[Exercise objective]
Print out the entries, word for word.

[[ Data supplied, beginning ]]

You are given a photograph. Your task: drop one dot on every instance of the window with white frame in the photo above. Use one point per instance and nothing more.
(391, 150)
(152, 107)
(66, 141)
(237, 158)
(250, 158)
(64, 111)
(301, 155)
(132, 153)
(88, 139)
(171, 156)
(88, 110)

[[ Data supplied, end ]]

[Answer box]
You are given a photograph. Your task: drop one dot on every instance of the window with white frame in the photo above. Use one point per instance and nothing more.
(391, 150)
(152, 107)
(66, 141)
(237, 158)
(250, 158)
(64, 111)
(301, 155)
(132, 153)
(88, 139)
(171, 156)
(88, 110)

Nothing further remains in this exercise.